## Texto proporcionado
MARÍA
DE NAZARET
¿Tienen idea de cuántas Madonas, Inmaculadas y
Vírgenes habrá visto uno en su vida en museos, láminas, ilustraciones y representaciones
varias? Madonas bizantinas, románicas,
góticas, renacentistas, barrocas y modernas, en todas las poses posibles:
sujetando al niño, amamantándolo, jugando con él, mirándolo amorosamente mientras juega o, ya
hecho un mocito, mientras se enreda en debates en el templo con los doctores de
la ley. En todas las representaciones, María, la madre de Jesús, aparece en su
rol de Madre de Dios y Virgen Inmaculada con un aspecto beatífico, angelical, virtuoso,
resignado y sumiso, exceptuando quizá a la Madonna de Loreto, del golfarra Caravaggio,
en la que el pintor utiliza como modelo a su propia amante, Lena, prostituta de
profesión y de rostro y pose sexis y muy alejados de la convención mariana.

## Material proporcionado

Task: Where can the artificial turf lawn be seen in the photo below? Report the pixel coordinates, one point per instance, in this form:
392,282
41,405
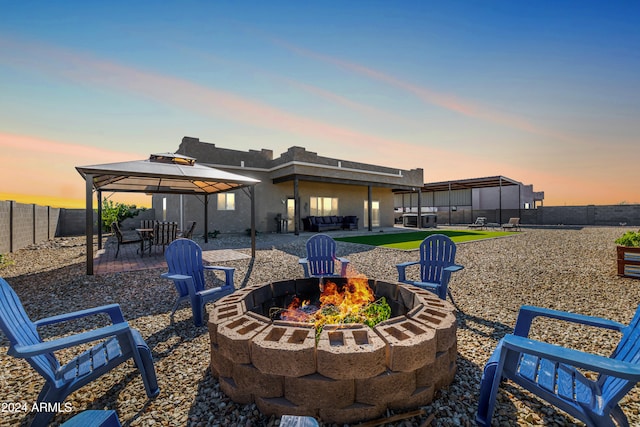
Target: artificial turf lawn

## Qué hacer
Según el texto proporcionado, ¿a quién utilizó Caravaggio como modelo para la Madonna de Loreto?

## Resultado del ejercicio
A su propia amante, Lena, que era prostituta de profesión.